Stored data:
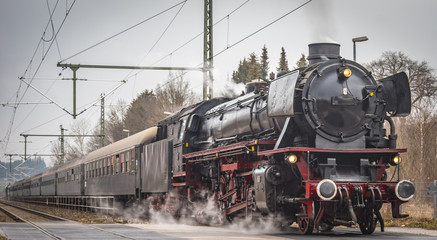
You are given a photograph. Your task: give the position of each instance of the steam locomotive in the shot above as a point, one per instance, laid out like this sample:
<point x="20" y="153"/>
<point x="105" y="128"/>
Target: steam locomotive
<point x="312" y="147"/>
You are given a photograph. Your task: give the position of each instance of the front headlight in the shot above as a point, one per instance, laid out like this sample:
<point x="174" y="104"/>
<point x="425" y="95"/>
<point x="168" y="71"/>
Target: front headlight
<point x="404" y="190"/>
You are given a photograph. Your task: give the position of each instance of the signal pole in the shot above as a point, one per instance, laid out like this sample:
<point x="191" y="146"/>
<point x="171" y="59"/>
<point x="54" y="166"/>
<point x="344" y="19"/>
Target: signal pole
<point x="208" y="63"/>
<point x="102" y="120"/>
<point x="62" y="143"/>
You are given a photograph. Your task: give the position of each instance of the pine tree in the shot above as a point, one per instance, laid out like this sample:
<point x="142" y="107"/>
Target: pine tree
<point x="254" y="68"/>
<point x="264" y="63"/>
<point x="240" y="76"/>
<point x="283" y="62"/>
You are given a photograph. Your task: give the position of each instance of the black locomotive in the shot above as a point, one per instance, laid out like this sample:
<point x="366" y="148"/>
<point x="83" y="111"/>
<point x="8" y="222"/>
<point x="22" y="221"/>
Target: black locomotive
<point x="312" y="146"/>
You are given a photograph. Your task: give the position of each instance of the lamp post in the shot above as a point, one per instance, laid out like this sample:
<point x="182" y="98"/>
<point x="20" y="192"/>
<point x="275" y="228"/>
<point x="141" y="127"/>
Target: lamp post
<point x="358" y="39"/>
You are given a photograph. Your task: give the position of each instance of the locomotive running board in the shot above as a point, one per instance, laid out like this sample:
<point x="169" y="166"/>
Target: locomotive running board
<point x="230" y="150"/>
<point x="307" y="149"/>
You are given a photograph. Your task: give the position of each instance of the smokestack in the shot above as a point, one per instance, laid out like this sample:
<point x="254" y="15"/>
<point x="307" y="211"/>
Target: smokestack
<point x="319" y="52"/>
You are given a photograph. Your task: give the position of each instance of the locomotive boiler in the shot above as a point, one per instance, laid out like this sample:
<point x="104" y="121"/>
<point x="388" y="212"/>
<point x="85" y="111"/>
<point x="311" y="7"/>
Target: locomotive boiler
<point x="316" y="143"/>
<point x="311" y="147"/>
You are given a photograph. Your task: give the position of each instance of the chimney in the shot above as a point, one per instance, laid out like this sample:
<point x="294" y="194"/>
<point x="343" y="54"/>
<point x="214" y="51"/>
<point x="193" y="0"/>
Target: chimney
<point x="320" y="52"/>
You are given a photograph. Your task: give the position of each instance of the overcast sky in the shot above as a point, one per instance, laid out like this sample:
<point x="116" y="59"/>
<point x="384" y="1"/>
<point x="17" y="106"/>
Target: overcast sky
<point x="390" y="25"/>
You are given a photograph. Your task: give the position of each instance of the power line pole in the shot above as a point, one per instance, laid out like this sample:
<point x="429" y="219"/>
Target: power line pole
<point x="102" y="120"/>
<point x="74" y="69"/>
<point x="62" y="143"/>
<point x="208" y="63"/>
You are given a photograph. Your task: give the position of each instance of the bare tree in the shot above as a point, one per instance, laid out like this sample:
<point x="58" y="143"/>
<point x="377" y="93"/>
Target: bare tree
<point x="143" y="112"/>
<point x="421" y="76"/>
<point x="175" y="93"/>
<point x="418" y="129"/>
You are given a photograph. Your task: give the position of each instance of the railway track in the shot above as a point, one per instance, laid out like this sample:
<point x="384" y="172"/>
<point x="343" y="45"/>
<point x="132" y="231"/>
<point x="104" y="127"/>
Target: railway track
<point x="29" y="216"/>
<point x="13" y="213"/>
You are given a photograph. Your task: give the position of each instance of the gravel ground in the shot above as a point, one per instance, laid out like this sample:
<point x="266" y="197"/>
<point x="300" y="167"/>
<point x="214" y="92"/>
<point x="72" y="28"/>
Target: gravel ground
<point x="95" y="218"/>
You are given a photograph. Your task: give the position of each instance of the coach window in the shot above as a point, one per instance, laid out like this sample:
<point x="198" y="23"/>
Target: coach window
<point x="122" y="162"/>
<point x="104" y="167"/>
<point x="128" y="154"/>
<point x="117" y="164"/>
<point x="100" y="167"/>
<point x="181" y="129"/>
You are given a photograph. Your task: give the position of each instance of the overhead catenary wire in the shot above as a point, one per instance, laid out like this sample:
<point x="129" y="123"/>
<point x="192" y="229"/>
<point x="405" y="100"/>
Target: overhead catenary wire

_REQUIRED ACTION_: Which of the lines above hold the string "wire"? Pick each of them out.

_OUTPUT BELOW_:
You are given a photograph. Your task: give the position of each instance of the overhead catenary wire in the shot above as a point, one per instance, laid out like this sample:
Target: overhead catenary wire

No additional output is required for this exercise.